Exercise: Every record must be repeated exactly; omit any pictures they contain.

☆ ☆ ☆ ☆ ☆

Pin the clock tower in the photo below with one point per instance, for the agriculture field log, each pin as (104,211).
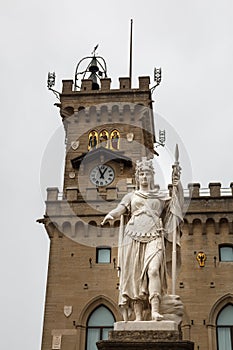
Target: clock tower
(106,131)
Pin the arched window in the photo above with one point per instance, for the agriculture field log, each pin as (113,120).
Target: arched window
(103,138)
(92,140)
(225,328)
(99,324)
(226,252)
(115,139)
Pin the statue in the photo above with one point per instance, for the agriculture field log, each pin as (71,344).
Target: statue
(145,242)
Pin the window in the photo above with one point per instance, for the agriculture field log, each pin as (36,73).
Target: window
(103,255)
(225,328)
(226,253)
(98,325)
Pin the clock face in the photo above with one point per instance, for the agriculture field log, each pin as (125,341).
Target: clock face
(102,175)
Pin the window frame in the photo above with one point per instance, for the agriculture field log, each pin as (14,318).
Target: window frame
(98,249)
(101,328)
(230,327)
(224,245)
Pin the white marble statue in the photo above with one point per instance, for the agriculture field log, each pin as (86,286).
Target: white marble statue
(148,221)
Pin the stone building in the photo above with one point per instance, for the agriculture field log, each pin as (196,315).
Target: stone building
(107,131)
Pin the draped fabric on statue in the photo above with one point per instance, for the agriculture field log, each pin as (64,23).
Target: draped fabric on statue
(142,242)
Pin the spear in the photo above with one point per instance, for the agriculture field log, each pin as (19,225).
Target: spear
(176,172)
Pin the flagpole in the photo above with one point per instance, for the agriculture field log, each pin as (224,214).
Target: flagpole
(176,169)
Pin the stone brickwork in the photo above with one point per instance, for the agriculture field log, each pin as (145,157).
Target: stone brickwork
(72,221)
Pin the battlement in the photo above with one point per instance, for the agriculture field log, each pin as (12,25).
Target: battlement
(214,190)
(193,191)
(124,84)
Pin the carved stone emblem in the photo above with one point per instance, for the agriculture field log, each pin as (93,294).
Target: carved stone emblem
(75,145)
(68,310)
(56,342)
(72,175)
(130,136)
(201,258)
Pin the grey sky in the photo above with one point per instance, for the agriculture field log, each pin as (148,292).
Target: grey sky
(190,40)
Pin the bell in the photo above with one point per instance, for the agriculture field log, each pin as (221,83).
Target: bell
(93,68)
(95,85)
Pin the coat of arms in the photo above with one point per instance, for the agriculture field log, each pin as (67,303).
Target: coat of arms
(68,310)
(130,137)
(74,145)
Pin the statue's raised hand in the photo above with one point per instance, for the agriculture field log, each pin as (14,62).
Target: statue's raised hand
(106,219)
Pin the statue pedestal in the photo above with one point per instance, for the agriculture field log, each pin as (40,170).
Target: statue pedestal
(141,335)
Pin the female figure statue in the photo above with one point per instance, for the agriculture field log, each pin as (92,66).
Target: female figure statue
(145,241)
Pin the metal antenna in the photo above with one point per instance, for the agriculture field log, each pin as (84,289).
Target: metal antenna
(130,50)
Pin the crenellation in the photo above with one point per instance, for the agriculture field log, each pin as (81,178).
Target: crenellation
(144,83)
(215,189)
(194,190)
(52,193)
(67,86)
(105,84)
(125,83)
(87,85)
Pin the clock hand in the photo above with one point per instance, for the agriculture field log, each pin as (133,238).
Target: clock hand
(104,173)
(101,174)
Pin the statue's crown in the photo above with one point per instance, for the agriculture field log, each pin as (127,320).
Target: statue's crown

☆ ☆ ☆ ☆ ☆

Solution for this task:
Pin the clock tower in the photo below with one point per instance, for the agriculture field log, each pin as (104,211).
Target: clock tower
(106,131)
Pin the arched window in the photo above with one point per instance, for the agriculture field log, each pin as (113,120).
Target: arched window
(103,138)
(92,140)
(225,328)
(99,324)
(226,252)
(115,139)
Pin the statue in the photo above with one point per instance, for the agriculture field log, each pin as (71,344).
Target: statue
(145,242)
Pin the window in the photo above with one point per instance, for the agriculture field log, each pin as (36,73).
Target: window
(103,255)
(225,328)
(226,253)
(98,325)
Pin the clock face in the photo above with one point per instance, for the agriculture field log, each pin as (125,341).
Target: clock face
(102,175)
Pin the window frame in the photo above with one point per instance, for the agriculture field log, each pin as (14,318).
Target: window frame
(98,249)
(101,328)
(230,327)
(224,245)
Pin the white marble statue in the photo above with one point per instance, for the agriculture field log, each pin as (86,286).
Target: white marble statue
(148,221)
Pin the stone building in the photo above with one point per instance, for the agriculture field log, each pin as (196,315).
Target: stone building
(107,131)
Pin the draped fabric on statue in the photo above with one point per instance, for the agriculture field log, each pin as (64,23).
Target: draped fabric on statue
(142,242)
Pin the spear in the photo above with one point per instance, for the agriculture field log, each pin as (19,225).
Target: spear
(176,172)
Pin the flagpole in the photo above with one point per instance, for the agriculture field log, each pin as (224,214).
Target: flagpole
(176,169)
Pin the stone brickwork in the photo above with one point per instance, for the agriculture field log, each pin as (145,157).
Target: stone brickwork
(72,221)
Pin the battlement in the photo above with one point per instance, for the agriculture field log, each pin as (12,25).
Target: battlement
(214,190)
(193,191)
(124,84)
Pin the carved stone emblem in the photo above with one point per instance, for the agriculture field log, each pin as (93,294).
Target: carved stone emblem
(75,145)
(68,310)
(56,342)
(72,175)
(130,136)
(201,258)
Pin the grey sky in the photo above with one point per instance, for the agriculture field log, each pin as (148,292).
Target: grey sky
(190,40)
Pin the bell in the photo above with one point per instance, for the agriculture field log, each pin as (221,83).
Target: bell
(93,68)
(95,85)
Pin the coat of arms in the photo above with one point per instance, for the agriculture field log, each pin as (67,303).
Target: coat of arms
(68,310)
(130,137)
(74,145)
Pin the statue's raised hand in the photo above with one point per instance, for the agriculture field log, each pin as (14,62).
Target: statue's raised hand
(106,219)
Pin the statue pedestal in the photo above with one point per instance, for the agriculture field log, each pin as (40,170).
Target: statue pedestal
(141,335)
Pin the female figure statue in the photo above with one point per instance, for the agriculture field log, each pin as (92,66).
Target: female figure statue
(145,241)
Pin the metal antenna in the photo above with one point per instance, for the agriculture field log, each pin as (84,289).
Target: metal antenna
(130,50)
Pin the crenellation in the photo above with one point per instance, for the agriculture field log, each pin as (81,178).
Target: crenellation
(144,83)
(215,189)
(194,190)
(52,193)
(67,86)
(105,84)
(125,83)
(87,85)
Pin the clock hand in the photo above with one point per instance, for the agriculture field log, each pin as (133,238).
Target: clock hand
(104,173)
(101,174)
Pin the statue's crown in the photo above with one point per instance, for the agriculture field log, each pin as (127,320).
Target: statue's crown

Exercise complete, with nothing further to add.